(Beginning of DATA TO EXAMINE)
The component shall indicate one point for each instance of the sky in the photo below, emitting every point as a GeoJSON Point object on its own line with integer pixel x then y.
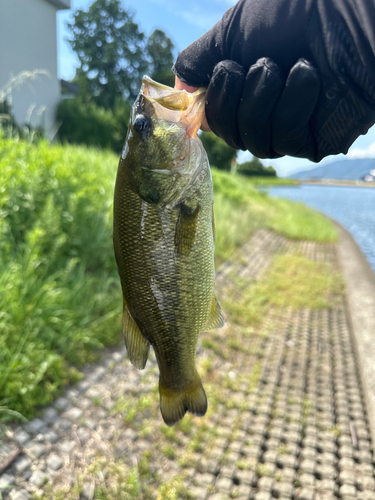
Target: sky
{"type": "Point", "coordinates": [184, 22]}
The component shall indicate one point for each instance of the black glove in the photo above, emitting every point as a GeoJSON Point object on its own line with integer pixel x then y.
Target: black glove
{"type": "Point", "coordinates": [287, 77]}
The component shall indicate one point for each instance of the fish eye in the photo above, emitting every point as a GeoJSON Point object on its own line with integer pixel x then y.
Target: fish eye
{"type": "Point", "coordinates": [142, 124]}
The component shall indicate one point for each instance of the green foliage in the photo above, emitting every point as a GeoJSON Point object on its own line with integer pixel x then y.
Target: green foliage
{"type": "Point", "coordinates": [114, 54]}
{"type": "Point", "coordinates": [86, 123]}
{"type": "Point", "coordinates": [109, 47]}
{"type": "Point", "coordinates": [11, 129]}
{"type": "Point", "coordinates": [254, 167]}
{"type": "Point", "coordinates": [291, 281]}
{"type": "Point", "coordinates": [58, 287]}
{"type": "Point", "coordinates": [159, 51]}
{"type": "Point", "coordinates": [219, 153]}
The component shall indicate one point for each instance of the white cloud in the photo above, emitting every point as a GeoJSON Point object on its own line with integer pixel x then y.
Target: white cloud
{"type": "Point", "coordinates": [368, 152]}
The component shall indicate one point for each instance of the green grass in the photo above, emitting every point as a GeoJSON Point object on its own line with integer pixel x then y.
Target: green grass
{"type": "Point", "coordinates": [59, 289]}
{"type": "Point", "coordinates": [241, 209]}
{"type": "Point", "coordinates": [59, 294]}
{"type": "Point", "coordinates": [291, 281]}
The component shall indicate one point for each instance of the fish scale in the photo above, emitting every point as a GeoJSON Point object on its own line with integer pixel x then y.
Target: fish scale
{"type": "Point", "coordinates": [164, 246]}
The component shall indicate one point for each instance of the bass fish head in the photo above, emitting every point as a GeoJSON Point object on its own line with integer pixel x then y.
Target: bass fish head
{"type": "Point", "coordinates": [163, 154]}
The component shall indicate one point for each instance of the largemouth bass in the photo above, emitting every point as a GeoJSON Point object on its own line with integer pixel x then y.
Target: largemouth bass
{"type": "Point", "coordinates": [164, 242]}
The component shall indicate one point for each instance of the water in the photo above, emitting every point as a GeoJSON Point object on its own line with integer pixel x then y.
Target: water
(End of DATA TO EXAMINE)
PROBLEM TO SOLVE: Give every line of the data above again as it stands; the pictures stay out.

WRITTEN REPLY:
The component shall indicate one point for each instance of the sky in the photo below, emitting every point as a GeoJSON Point object on its own line with integer pixel x then y.
Target: sky
{"type": "Point", "coordinates": [184, 22]}
The component shall indicate one point for each instance of the black glove in the photo above, emitting every point as a GeoJSON Point object on its own line with integer pixel x then y.
Target: black glove
{"type": "Point", "coordinates": [287, 77]}
The component shall indicate one point for each instance of the fish eye in the photo above, emitting every point as a GeoJSON Point object on its own line with integer pixel x then y.
Target: fish eye
{"type": "Point", "coordinates": [142, 124]}
The component shall indicate one point for each instance of the green foliage in the photo above, emitting every point as a GeoJSON Point object on its own line with integer pixel x then y.
Target: green foliage
{"type": "Point", "coordinates": [114, 54]}
{"type": "Point", "coordinates": [86, 123]}
{"type": "Point", "coordinates": [109, 47]}
{"type": "Point", "coordinates": [11, 129]}
{"type": "Point", "coordinates": [254, 167]}
{"type": "Point", "coordinates": [291, 281]}
{"type": "Point", "coordinates": [58, 287]}
{"type": "Point", "coordinates": [159, 51]}
{"type": "Point", "coordinates": [219, 153]}
The component shall indicate one point for each instance of the white cloud in the photo above, emitting every point as a GeoJSON Point object on its own line with integer pixel x then y.
Target: white cloud
{"type": "Point", "coordinates": [368, 152]}
The component shall indicate one point for each instance of the green grass in the photo above, emitting every point as a GeoJSON Point object on its own line with integer pixel x then y.
Target: green grass
{"type": "Point", "coordinates": [59, 289]}
{"type": "Point", "coordinates": [241, 209]}
{"type": "Point", "coordinates": [59, 294]}
{"type": "Point", "coordinates": [291, 281]}
The component shall indicate one point for each instance of the fish scale in the photo above, emitting every point as a GeoJSON Point object on its own line with integer pixel x then y.
Target: fish scale
{"type": "Point", "coordinates": [164, 246]}
The component shall indicate one point for each instance of the bass fish head in the photo above, emitting every point as a GeoJSON Point object on its own line with integer pixel x then y.
Target: bass fish head
{"type": "Point", "coordinates": [163, 154]}
The component shall indicate one point for each instance of the largemouth bass in the photo above, emitting every point as a GeoJSON Point object on its own line with integer pixel x then y.
Target: largemouth bass
{"type": "Point", "coordinates": [164, 242]}
The component shall indicate one point for each instance of the water in the photo above, emitting every point as a GeoJSON Point object on its own line with integer pixel x then y.
Target: water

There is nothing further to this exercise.